[Records from a dataset about object locations]
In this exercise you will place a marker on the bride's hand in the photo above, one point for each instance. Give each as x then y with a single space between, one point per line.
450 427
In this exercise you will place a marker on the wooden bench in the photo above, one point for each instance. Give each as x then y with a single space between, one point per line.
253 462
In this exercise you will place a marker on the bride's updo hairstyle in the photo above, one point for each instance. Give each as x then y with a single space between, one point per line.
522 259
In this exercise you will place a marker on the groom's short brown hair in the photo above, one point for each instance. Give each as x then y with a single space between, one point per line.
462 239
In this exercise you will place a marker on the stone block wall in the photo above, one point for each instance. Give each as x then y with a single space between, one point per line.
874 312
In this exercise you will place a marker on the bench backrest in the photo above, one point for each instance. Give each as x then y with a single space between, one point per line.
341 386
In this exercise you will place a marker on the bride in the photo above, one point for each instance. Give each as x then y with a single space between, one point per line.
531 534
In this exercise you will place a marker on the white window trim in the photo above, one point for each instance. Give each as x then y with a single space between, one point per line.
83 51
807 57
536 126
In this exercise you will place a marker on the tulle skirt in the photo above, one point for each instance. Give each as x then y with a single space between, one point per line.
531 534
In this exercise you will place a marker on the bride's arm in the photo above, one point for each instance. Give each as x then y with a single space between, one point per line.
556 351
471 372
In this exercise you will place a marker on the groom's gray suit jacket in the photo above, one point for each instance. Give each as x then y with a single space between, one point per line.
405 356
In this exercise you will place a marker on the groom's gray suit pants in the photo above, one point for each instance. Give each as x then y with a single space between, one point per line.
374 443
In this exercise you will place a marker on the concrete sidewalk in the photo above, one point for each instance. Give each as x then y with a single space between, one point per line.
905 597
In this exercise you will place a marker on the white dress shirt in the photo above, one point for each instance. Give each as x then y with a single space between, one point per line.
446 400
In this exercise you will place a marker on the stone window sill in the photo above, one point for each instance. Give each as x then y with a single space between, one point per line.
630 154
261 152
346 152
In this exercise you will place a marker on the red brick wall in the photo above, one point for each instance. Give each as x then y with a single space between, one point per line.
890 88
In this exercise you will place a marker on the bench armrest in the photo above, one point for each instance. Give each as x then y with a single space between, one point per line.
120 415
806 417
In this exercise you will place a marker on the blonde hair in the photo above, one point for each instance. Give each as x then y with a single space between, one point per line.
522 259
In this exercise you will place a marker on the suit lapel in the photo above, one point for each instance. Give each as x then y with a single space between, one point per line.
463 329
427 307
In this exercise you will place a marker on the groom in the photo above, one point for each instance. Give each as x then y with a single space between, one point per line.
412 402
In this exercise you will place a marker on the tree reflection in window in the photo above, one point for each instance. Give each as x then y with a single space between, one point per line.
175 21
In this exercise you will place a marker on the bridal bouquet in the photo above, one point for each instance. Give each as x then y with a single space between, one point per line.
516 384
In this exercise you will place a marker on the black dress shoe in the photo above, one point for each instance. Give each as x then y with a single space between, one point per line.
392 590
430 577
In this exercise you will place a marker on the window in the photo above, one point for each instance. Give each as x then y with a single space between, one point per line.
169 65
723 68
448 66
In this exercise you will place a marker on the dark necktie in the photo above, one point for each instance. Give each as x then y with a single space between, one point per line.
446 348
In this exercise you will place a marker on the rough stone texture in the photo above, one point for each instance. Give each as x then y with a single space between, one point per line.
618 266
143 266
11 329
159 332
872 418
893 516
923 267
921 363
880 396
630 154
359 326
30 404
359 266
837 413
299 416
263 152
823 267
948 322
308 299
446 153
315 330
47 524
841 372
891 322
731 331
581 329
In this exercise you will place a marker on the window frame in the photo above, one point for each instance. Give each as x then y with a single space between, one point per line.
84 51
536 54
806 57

**Goal of the exercise**
Express every line of the records above as a JSON list of strings, with one string per line and no blank lines.

**The answer**
[
  "In this exercise you will place a marker on the bride's hand in the photo above, one point for each instance. Give each as x then y with a single space between, one point per line.",
  "450 427",
  "In this exercise you will place a marker on the wooden bench in the photo above, one point for each instance. Give each as x then y with a single space between, one point per line.",
  "253 462",
  "In this exercise you will place a marker on the bride's updo hairstyle in the photo above, one point for each instance. Give each as x then y with a single space between, one point per line.",
  "522 259",
  "In this exercise you will place a marker on the groom's short brown hair in the photo above, one point for each instance. Give each as x then y with a single space between, one point per line.",
  "462 239",
  "In this exercise you will place a marker on the stone block wall in the photo above, one point for each instance. Give each as x then y with a single space between, one point per line.",
  "874 312",
  "In this exercise you will place a marker on the bench backrest in the photo above, one point for each instance. Give each as x then y with a single space between, one point per line.",
  "341 386",
  "In this exercise you will place a marker on the bride in the photo above, one point for each instance. Give each as x then y with a single space between, one point per line.",
  "531 534",
  "In this exercise you will place a marker on the white window trim in the photo above, one point for each instance. Give each as x then y with a single space between, one point per line.",
  "83 51",
  "807 57",
  "536 126",
  "In this exercise you will place a marker on the tulle skirt in the photo above, one point for each instance. Give each as x then y with a single space between, one point per line.",
  "531 534",
  "In this exercise you will place a marker on the bride's arm in the photo above, one point for each instance. Give each as x then y with a single space between, one point per line.",
  "556 351",
  "471 372",
  "In this exercise you will place a marker on the groom's gray suit jacket in the photo above, one point for each instance. Give each as x then y with a single space between, one point per line.",
  "405 356",
  "In this exercise you will place a marker on the groom's gray suit pants in the photo above, one point for each instance. Give each as x then y with a single space between, one point per line.",
  "374 443",
  "In this exercise you will place a marker on the concrete sidewalk in the photo above, one point for each instance. Give each as x then y with a single space between, one point per line.",
  "905 597",
  "In this exercise you will place a marker on the white dress shirt in the photo above, one point for each instance. Give each as x then y with a single space between, one point per line.",
  "446 400",
  "In this exercise you will place a marker on the stone window sill in the photo above, one point for each instance. Give each as x then y with a single space between, one point per line.",
  "630 154",
  "261 152",
  "346 152",
  "In this exercise you will place a marker on the red brick wall in the photo above, one point for each instance. Give each as x then y with a single space between, one point per line.",
  "890 88",
  "In this exercise you will place a marker on the bench armrest in the photo above, one point for each instance. Give each as x then y with a single space between, one point per line.",
  "120 415",
  "806 417",
  "In this exercise you will place a marker on the blonde hair in the photo above, one point for each instance. Give each as x then y with a single space between, one point per line.",
  "522 259",
  "In this exercise you will place a marker on the suit lapel in the photo above, one point for each instance. Give each as x then y with a single space between, one point per line.",
  "463 329",
  "427 307",
  "In this exercise you will place a marker on the groom in the photo above, one point for each instance. Give each as x then y with a single space between, one point per line.",
  "412 402",
  "In this exercise you will place a marker on the tree reflection in window in the photo above, one point for each instance. Give each as x then y with a single space between, one point per line.",
  "175 21",
  "In this exercise you will place a marker on the bridal bouquet in the photo above, one point for each instance. Give each as x then y with a single space between, one point per line.",
  "516 384",
  "In this exercise you will place a marker on the black dress shoe in the photo above, one point for each instance. Give each as x then y with a single space between, one point per line.",
  "392 590",
  "430 577",
  "In this exercise you will place a marker on the window in the photo above, one point for each instance. Give each as x then y with a single space between, one point per line.",
  "169 65",
  "723 68",
  "448 66",
  "In this exercise you will place a marker on the dark necktie in the photo above, one point for each instance. Give each as x then y with a single space between, one point per line.",
  "446 348",
  "In this exercise you will place a marker on the rough stone texture in the photo above, one point for each instance. Give each as x then y with a single space between, one point per line.",
  "618 266",
  "143 266",
  "11 329",
  "159 332",
  "872 418",
  "893 516",
  "923 267",
  "921 363",
  "880 396",
  "630 154",
  "359 326",
  "30 404",
  "359 266",
  "837 413",
  "299 416",
  "263 152",
  "823 267",
  "948 322",
  "308 299",
  "446 153",
  "315 330",
  "47 524",
  "841 372",
  "891 322",
  "731 331",
  "581 329",
  "In this exercise you will place a marker on the window frame in the photo above, one point for each instance. Give each as x then y with a single space between, one point per line.",
  "84 51",
  "536 54",
  "806 57"
]